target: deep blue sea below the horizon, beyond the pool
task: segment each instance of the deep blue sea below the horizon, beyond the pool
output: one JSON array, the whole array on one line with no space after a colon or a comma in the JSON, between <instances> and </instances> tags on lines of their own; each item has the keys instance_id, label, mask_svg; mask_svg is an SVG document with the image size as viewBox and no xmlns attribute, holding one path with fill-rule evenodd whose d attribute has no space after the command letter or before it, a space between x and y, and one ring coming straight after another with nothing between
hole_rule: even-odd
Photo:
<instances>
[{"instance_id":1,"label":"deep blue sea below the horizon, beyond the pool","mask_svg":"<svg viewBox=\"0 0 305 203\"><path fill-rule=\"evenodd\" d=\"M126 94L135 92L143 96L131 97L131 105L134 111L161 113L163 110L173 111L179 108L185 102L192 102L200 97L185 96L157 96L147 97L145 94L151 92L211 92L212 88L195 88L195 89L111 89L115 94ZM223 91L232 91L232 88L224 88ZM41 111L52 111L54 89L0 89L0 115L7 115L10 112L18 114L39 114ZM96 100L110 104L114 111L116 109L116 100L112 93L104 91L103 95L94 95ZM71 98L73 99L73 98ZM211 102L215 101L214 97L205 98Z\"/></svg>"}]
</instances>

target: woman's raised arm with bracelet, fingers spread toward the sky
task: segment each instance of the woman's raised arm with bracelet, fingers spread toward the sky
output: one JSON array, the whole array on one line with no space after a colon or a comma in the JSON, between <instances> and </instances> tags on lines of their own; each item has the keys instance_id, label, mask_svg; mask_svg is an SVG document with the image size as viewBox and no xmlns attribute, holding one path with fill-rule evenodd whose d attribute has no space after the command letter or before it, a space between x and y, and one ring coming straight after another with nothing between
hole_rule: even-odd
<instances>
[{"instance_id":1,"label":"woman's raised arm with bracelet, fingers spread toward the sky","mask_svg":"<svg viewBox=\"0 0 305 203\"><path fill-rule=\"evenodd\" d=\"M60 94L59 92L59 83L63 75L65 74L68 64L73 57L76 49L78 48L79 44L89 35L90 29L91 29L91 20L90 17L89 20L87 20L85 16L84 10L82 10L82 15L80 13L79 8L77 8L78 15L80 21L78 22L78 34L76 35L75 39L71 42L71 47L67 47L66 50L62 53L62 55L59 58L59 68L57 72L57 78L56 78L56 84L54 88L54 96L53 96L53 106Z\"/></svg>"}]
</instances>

• • • • •

Once you have read the records, output each one exactly as written.

→ ANSWER TO THIS EXERCISE:
target: deep blue sea below the horizon, beyond the pool
task: segment each instance of the deep blue sea below the horizon, beyond the pool
output: one JSON array, the whole array on one line with no space after a colon or a comma in the JSON, between <instances> and </instances> tags on lines of their own; each item has the keys instance_id, label, mask_svg; mask_svg is an SVG document with the image size as viewBox and no xmlns attribute, holding one path with fill-rule evenodd whose d attribute has no space after the command letter or before it, a space between x and y, and one ring coming straight after another with nothing between
hole_rule: even-odd
Photo:
<instances>
[{"instance_id":1,"label":"deep blue sea below the horizon, beyond the pool","mask_svg":"<svg viewBox=\"0 0 305 203\"><path fill-rule=\"evenodd\" d=\"M126 94L135 92L143 96L131 97L131 105L134 111L161 113L163 110L173 111L179 108L185 102L192 102L200 97L185 96L157 96L147 97L145 94L151 92L211 92L212 88L195 88L195 89L111 89L115 94ZM223 91L232 91L232 88L224 88ZM41 111L52 111L54 89L0 89L0 115L7 115L10 112L18 114L39 114ZM96 100L110 104L114 111L116 109L116 100L112 93L104 91L103 95L94 95ZM71 98L73 99L73 98ZM211 102L215 101L214 97L205 98Z\"/></svg>"}]
</instances>

target: woman's raised arm with bracelet, fingers spread toward the sky
task: segment each instance of the woman's raised arm with bracelet, fingers spread toward the sky
output: one JSON array, the whole array on one line with no space after a colon or a comma in the JSON, between <instances> and </instances> tags on lines of their own; each item has the keys instance_id, label, mask_svg; mask_svg is an SVG document with the image size as viewBox and no xmlns attribute, holding one path with fill-rule evenodd whose d attribute has no space after the command letter or before it, a space between x and y, and one ring coming straight after another with nothing between
hole_rule: even-odd
<instances>
[{"instance_id":1,"label":"woman's raised arm with bracelet, fingers spread toward the sky","mask_svg":"<svg viewBox=\"0 0 305 203\"><path fill-rule=\"evenodd\" d=\"M60 94L59 92L59 83L63 75L65 74L68 64L73 57L76 49L78 48L79 44L89 35L90 29L91 29L91 20L90 17L89 20L87 20L85 16L84 10L82 10L82 15L80 13L79 8L77 8L78 15L80 21L78 22L78 34L76 35L75 39L71 42L71 47L67 47L66 50L62 53L62 55L59 58L59 68L57 72L57 78L56 78L56 84L54 88L54 96L53 96L53 106Z\"/></svg>"}]
</instances>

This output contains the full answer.